# TASK INSTRUCTIONS:
Reproduce the data below with "hazy mountain ridge" switched to "foggy mountain ridge" and every other line left unchanged, and omit the pictures from your answer.

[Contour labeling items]
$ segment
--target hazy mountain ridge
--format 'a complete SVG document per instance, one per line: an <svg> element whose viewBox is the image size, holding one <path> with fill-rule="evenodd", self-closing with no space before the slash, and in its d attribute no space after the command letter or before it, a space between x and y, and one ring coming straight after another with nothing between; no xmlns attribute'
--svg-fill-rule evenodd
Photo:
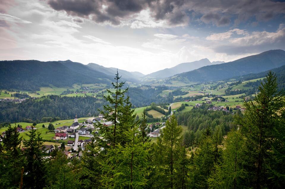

# THE RESPONSE:
$ segment
--target foggy mountain ridge
--format 'a complete SVG document per instance, one per line: an <svg> element whose viewBox is the image size, holding one <path> with fill-rule="evenodd", self-closing with no space before the slash, and in its d attribute no space after the command letter or before it, a space between x and y, and one ring coming straight after another with nothing between; no xmlns attribute'
--svg-fill-rule evenodd
Photo:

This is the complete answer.